EXERCICES:
(1) Dans le texte présenté, résumez plus brièvement le paragraphe qui commence par « Le mandat par lequel la Commission européenne ». Conservez-en les faits essentiels.
(2) Traduisez en anglais la phrase suivante du texte présenté : « La demande de décision préjudicielle porte sur l’interprétation des articles 207, paragraphe 2, CE et 282 CE. »
(3) Recopiez fidèlement le passage du texte présenté qui va de « Le mandat par » à « DE LA COUR (troisième chambre) ».

TEXTE PRÉSENTÉ:
——
Affaire C-137/10
Communautés européennes
contre
Région de Bruxelles-Capitale
(demande de décision préjudicielle, introduite par le Conseil d'État (Belgique))
«Articles 207, paragraphe 2, CE et 282 CE — Représentation des Communautés européennes devant les juridictions nationales — Compétences attribuées à la Commission — Délégation du pouvoir de représentation à d’autres institutions des Communautés — Conditions»
Sommaire de l'arrêt
Communautés européennes — Représentation devant les juridictions nationales — Délégation par la Commission de son pouvoir de représentation à une autre institution communautaire — Conditions
(Art. 282 CE)
Le mandat par lequel la Commission européenne déléguait à une autre institution communautaire son pouvoir, tiré de l'article 282 CE, de représenter les Communautés européennes devant une juridiction nationale, dans un litige qui concernait cette institution, était valablement accordé indépendamment du fait que ce mandat ait ou non désigné nommément une personne physique habilitée à représenter l'institution délégataire. Dans de tels cas, tant cette institution que la personne physique, si elle était
désignée, pouvaient donner mandat à un avocat pour représenter les Communautés européennes.
(cf. point 25 et disp.)
ARRÊT DE LA COUR (troisième chambre)
5 mai 2011 (*)
«Articles 207, paragraphe 2, CE et 282 CE – Représentation des Communautés européennes devant les juridictions nationales – Compétences attribuées à la Commission – Délégation du pouvoir de représentation à d’autres institutions des Communautés – Conditions»
Dans l’affaire C‑137/10,
ayant pour objet une demande de décision préjudicielle au titre de l’article 267 TFUE, introduite par le Conseil d’État (Belgique), par décision du 4 mars 2010, parvenue à la Cour le 15 mars 2010, dans la procédure
Communautés européennes
contre
Région de Bruxelles-Capitale,
LA COUR (troisième chambre),
composée de M. K. Lenaerts, président de chambre, MM. E. Juhász (rapporteur), G. Arestis, J. Malenovský et T. von Danwitz, juges,
avocat général: M. P. Cruz Villalón,
greffier: M^me R. Şereş, administrateur,
vu la procédure écrite et à la suite de l’audience du 10 novembre 2010,
considérant les observations présentées:
– pour le gouvernement belge, par M. T. Materne, en qualité d’agent, assisté de M^es J.‑P. Lagasse et F. Van de Gejuchte, avocats,
– pour le Conseil de l’Union européenne, par M. A. Vitro et M^me M. Balta, en qualité d’agents,
– pour la Commission européenne, par M^me I. Martínez del Peral et M. J.-P. Keppenne, en qualité d’agents,
ayant entendu l’avocat général en ses conclusions à l’audience du 13 janvier 2011,
rend le présent
Arrêt
1 La demande de décision préjudicielle porte sur l’interprétation des articles 207, paragraphe 2, CE et 282 CE.
——
EXTRAIT DES DONNÉES:
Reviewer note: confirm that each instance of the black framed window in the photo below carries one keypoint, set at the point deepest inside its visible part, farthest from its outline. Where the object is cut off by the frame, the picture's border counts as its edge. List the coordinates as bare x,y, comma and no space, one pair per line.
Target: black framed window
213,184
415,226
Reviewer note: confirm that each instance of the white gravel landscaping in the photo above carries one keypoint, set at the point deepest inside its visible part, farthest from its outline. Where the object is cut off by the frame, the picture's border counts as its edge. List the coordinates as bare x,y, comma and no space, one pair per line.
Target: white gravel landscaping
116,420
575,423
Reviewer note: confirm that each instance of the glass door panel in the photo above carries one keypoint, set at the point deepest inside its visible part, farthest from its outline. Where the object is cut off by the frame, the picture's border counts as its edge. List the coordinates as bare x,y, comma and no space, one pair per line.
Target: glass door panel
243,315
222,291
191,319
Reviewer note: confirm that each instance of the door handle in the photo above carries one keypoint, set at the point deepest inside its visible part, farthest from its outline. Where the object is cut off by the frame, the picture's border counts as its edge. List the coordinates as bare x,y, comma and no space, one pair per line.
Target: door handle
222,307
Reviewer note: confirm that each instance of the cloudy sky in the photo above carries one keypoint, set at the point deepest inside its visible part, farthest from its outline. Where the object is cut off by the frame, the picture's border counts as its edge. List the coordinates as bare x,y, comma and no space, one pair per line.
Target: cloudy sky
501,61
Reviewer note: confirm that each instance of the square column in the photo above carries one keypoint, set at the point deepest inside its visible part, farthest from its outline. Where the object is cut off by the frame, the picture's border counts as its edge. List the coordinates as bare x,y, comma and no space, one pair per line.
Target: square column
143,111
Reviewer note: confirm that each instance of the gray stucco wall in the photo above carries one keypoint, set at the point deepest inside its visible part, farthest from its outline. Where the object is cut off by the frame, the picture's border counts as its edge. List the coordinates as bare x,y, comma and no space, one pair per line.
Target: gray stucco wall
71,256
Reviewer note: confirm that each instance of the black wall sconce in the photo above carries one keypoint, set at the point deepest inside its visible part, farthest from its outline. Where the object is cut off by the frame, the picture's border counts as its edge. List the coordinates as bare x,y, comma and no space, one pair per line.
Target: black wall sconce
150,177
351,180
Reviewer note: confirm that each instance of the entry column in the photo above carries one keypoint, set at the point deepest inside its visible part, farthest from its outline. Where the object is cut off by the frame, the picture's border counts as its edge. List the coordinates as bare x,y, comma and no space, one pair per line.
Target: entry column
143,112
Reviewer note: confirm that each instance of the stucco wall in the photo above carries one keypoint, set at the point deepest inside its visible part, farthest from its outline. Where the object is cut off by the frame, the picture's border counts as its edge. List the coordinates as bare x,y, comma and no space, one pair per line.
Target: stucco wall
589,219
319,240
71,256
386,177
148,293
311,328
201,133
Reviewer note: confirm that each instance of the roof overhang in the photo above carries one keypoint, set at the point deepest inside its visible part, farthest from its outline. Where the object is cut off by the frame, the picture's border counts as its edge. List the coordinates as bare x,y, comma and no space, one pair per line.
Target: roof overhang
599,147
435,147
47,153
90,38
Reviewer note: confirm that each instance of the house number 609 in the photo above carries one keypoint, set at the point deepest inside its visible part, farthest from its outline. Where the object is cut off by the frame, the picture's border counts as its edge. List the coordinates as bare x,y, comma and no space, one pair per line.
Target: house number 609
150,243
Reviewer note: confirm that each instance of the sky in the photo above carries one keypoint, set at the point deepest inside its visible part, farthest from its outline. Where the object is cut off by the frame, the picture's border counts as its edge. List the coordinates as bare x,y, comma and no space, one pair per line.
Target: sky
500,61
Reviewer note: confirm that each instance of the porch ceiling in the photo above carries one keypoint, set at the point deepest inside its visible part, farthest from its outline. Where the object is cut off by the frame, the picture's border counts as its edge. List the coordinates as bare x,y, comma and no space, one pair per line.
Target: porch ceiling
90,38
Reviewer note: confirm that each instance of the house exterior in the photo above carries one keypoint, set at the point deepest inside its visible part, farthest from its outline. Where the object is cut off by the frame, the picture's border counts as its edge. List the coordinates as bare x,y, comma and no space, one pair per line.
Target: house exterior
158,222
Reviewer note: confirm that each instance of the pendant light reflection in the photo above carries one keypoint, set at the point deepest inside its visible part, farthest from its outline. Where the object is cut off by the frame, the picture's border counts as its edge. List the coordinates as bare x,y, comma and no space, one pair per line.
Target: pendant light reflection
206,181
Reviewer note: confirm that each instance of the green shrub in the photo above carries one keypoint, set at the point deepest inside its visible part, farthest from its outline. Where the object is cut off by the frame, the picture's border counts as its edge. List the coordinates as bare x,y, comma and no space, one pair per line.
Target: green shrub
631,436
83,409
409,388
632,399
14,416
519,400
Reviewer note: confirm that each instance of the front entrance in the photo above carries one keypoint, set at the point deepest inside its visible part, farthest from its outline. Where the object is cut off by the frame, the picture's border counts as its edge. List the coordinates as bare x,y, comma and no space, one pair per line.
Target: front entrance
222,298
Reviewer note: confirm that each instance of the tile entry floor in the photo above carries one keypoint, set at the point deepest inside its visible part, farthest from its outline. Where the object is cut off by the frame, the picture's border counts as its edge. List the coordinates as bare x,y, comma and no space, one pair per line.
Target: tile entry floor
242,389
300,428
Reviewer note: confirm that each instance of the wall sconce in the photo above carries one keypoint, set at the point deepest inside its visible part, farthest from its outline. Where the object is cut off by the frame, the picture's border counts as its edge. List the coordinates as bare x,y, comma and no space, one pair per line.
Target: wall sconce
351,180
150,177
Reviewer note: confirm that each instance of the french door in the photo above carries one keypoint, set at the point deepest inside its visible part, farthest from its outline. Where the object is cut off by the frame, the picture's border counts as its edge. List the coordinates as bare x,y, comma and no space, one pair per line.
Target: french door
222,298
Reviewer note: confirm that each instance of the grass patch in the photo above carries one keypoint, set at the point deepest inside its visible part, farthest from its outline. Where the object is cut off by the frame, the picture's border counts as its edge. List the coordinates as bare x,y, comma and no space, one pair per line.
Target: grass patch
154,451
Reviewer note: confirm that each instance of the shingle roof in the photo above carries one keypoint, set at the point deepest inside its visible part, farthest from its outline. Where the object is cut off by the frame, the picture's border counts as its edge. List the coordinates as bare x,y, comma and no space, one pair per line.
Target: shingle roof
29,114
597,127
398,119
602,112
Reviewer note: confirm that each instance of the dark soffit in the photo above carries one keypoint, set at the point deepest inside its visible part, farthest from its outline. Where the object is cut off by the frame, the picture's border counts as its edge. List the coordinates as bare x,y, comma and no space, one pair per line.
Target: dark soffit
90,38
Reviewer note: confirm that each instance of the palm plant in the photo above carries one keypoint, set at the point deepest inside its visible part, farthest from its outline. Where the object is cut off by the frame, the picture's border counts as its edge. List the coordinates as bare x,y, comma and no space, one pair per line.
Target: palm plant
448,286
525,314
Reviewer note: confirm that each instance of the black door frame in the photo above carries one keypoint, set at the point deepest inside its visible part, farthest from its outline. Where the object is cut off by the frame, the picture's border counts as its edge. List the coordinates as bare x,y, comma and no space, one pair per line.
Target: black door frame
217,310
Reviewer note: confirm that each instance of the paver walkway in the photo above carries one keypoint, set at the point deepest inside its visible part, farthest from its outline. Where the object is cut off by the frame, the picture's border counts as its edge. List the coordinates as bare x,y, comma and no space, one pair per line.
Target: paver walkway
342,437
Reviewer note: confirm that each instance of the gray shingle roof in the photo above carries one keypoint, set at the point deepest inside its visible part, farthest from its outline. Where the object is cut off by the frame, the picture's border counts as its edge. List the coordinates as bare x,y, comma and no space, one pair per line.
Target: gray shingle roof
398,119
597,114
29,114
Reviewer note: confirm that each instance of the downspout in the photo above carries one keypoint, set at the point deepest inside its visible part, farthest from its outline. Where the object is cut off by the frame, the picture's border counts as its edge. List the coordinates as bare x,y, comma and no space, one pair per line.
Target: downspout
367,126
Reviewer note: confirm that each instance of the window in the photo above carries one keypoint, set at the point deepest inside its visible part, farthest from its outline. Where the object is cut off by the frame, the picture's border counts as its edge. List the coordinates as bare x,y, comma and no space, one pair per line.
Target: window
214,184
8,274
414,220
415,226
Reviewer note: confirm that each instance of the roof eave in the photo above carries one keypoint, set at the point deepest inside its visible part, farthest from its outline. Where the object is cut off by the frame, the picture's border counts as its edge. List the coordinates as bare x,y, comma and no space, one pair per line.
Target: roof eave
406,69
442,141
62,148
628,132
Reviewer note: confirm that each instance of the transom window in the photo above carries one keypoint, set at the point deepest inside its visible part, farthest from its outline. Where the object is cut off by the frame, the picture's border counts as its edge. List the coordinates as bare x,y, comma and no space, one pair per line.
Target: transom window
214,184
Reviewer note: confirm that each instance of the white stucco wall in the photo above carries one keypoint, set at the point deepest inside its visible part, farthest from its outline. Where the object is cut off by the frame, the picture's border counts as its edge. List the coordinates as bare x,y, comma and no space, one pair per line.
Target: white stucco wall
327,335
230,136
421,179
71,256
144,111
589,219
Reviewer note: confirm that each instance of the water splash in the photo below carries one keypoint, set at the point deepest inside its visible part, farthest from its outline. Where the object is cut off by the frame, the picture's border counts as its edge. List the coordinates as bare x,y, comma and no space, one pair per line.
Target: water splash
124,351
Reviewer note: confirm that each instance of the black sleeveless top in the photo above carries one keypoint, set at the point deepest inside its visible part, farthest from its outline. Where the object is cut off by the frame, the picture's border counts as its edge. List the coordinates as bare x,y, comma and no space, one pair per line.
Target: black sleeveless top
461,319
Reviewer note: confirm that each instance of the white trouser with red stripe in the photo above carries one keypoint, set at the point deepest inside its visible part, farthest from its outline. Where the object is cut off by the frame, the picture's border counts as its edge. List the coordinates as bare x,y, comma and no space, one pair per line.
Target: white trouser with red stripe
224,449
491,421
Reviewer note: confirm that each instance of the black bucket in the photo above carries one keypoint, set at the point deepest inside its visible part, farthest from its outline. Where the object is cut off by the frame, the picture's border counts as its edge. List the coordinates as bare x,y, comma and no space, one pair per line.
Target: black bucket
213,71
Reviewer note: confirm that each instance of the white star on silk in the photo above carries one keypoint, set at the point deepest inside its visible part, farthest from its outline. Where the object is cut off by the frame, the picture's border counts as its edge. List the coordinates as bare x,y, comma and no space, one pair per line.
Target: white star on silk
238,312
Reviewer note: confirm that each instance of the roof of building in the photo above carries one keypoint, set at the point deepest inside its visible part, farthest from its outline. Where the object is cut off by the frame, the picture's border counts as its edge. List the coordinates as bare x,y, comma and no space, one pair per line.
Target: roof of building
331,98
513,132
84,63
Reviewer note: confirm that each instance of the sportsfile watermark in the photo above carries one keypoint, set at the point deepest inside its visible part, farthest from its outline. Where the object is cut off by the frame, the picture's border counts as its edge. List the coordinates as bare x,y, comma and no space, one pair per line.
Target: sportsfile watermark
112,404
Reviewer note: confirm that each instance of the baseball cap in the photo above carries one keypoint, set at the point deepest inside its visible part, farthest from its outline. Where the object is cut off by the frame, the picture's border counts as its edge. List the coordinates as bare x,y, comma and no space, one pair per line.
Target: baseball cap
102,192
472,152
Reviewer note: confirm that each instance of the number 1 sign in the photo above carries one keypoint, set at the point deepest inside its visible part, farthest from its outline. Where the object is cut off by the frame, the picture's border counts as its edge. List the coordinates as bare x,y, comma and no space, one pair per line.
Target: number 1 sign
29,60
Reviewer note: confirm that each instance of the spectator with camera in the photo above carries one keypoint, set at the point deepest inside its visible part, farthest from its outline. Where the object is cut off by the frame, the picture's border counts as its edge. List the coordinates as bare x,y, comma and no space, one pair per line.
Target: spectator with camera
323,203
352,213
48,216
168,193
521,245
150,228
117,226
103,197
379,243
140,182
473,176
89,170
——
CORRIGÉS DES EXERCICES:
(1) Lorsque la Commission européenne déléguait à une autre institution communautaire son pouvoir de représenter les Communautés européennes devant une juridiction nationale (article 282 CE) dans un litige concernant cette institution, ce mandat était valable, qu'il désigne nommément ou non une personne physique habilitée à représenter l'institution délégataire. L'institution, ainsi que la personne physique si elle était désignée, pouvaient alors mandater un avocat pour représenter les Communautés européennes.

(2) The request for a preliminary ruling concerns the interpretation of Articles 207(2) EC and 282 EC.

(3)
Le mandat par lequel la Commission européenne déléguait à une autre institution communautaire son pouvoir, tiré de l'article 282 CE, de représenter les Communautés européennes devant une juridiction nationale, dans un litige qui concernait cette institution, était valablement accordé indépendamment du fait que ce mandat ait ou non désigné nommément une personne physique habilitée à représenter l'institution délégataire. Dans de tels cas, tant cette institution que la personne physique, si elle était
désignée, pouvaient donner mandat à un avocat pour représenter les Communautés européennes.
(cf. point 25 et disp.)
ARRÊT DE LA COUR (troisième chambre)